== Records for this exercise
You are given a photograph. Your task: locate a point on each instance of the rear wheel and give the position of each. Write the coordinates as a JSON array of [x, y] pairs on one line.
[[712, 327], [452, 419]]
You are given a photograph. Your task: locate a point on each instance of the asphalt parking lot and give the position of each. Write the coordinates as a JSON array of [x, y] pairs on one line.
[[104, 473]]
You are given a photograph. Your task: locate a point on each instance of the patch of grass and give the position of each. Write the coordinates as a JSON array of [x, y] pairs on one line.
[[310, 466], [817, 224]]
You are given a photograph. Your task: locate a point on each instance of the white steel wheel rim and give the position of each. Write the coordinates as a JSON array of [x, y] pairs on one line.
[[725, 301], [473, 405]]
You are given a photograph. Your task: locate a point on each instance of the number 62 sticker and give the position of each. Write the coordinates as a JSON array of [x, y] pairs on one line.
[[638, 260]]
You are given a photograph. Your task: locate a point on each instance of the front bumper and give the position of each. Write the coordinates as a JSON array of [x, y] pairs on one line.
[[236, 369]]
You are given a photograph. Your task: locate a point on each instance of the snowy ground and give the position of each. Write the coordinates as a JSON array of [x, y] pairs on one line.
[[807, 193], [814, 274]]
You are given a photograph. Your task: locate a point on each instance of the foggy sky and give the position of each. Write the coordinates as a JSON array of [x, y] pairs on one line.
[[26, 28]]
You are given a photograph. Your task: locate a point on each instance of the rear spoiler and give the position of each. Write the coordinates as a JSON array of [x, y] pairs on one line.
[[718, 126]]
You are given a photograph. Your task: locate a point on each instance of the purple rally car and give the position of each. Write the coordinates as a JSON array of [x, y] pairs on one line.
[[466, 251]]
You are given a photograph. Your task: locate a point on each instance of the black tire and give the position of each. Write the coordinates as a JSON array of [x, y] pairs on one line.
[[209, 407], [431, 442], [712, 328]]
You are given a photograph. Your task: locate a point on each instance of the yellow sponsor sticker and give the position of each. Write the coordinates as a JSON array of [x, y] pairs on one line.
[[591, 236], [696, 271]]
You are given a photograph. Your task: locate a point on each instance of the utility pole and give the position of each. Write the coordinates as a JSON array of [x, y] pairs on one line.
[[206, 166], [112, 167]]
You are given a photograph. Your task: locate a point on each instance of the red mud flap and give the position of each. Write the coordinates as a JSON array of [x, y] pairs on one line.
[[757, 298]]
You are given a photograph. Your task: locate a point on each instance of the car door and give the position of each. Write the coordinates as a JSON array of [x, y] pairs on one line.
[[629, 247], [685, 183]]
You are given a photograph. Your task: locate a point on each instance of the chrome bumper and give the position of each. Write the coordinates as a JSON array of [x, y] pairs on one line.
====
* Task details
Could you set down every record exactly as given?

* Response box
You are given a photograph. Your task: locate a point on each instance of the rear wheel and give the position of each. Write the coordinates as a JSON array of [x, y] pairs on one line.
[[712, 327], [452, 419]]
You are given a photograph. Your task: locate a point on each instance of the asphalt parking lot and give the position of each. Write the coordinates as a JSON array of [x, y] pairs on one line.
[[104, 473]]
You are given a photograph. Your task: locate a point on each instance of the patch of grass and give the position of each. Write the coordinates as a JSON array of [x, y] pairs on one line.
[[310, 466], [817, 224]]
You are given a photograph. Your task: locate a point on each instance of the white steel wheel rim and give the position of each. Write the coordinates as a JSON array of [x, y] pairs on one line.
[[725, 301], [473, 405]]
You are given a photograph. Your task: locate a point on each instance of the number 62 sticker and give the position of each. Write the coordinates as a JSON array of [x, y] pairs on one line.
[[638, 260]]
You are given a photograph. Your task: locate a point on each instance of the front bumper and give the position of each. Write the coordinates as a JSON array of [x, y] pairs on one line.
[[236, 369]]
You are given a photograph. Your task: locate a point on each instance of the snowy ground and give the position of each. Write the coordinates as a JSON array of [x, y] pairs on one line.
[[807, 193], [814, 274]]
You are given a photograph. Your task: locate a point on each instance of the foggy sky and give the position of each. Write the coordinates as a JSON array of [x, y] pairs on one line.
[[26, 28]]
You are given a photograph. Your task: locate a point on each instance of the rear spoiler and give the position of each. Write the coordinates as a JSON array of [x, y] pairs on one line.
[[718, 126]]
You are given a photograph. Your task: locate a point on each instance of the purple rally car and give the position of each. Write the coordinates as a JSON array of [x, y] pairs on one line.
[[466, 251]]
You are given a photograph. Your task: locate a point on each instance of the black tire and give the position of each. Write the coordinates as a JSON array of [x, y] pairs on one line.
[[209, 407], [431, 442], [712, 328]]
You are given a photograph. Your task: locate a point on each instance of the yellow sponsor sticker and give the position of each. Write the coordinates as a JSON array of [x, y] pairs on one line.
[[591, 236], [696, 271]]
You are given a photograph. Your task: locate a point on each instance of the utility pole and give the position of each. Write the coordinates as a JSON array of [x, y] pairs on one line.
[[206, 166], [112, 167]]
You are given a photograph. Your task: locate a point on each instance of the red mud flap and give the position of each. Write the coordinates as a JSON array of [x, y] pairs on one line.
[[757, 298]]
You are given a photograph. Your task: locate a point on each instance of the car door and give the position of each. Write the coordinates as a JSON array of [x, y] pairs on one line.
[[629, 247], [685, 183]]
You are given a photograph. Your task: locate a point on each instance of the chrome bumper and give the position of each. Write the coordinates as a JSON array of [x, y] pairs on one line.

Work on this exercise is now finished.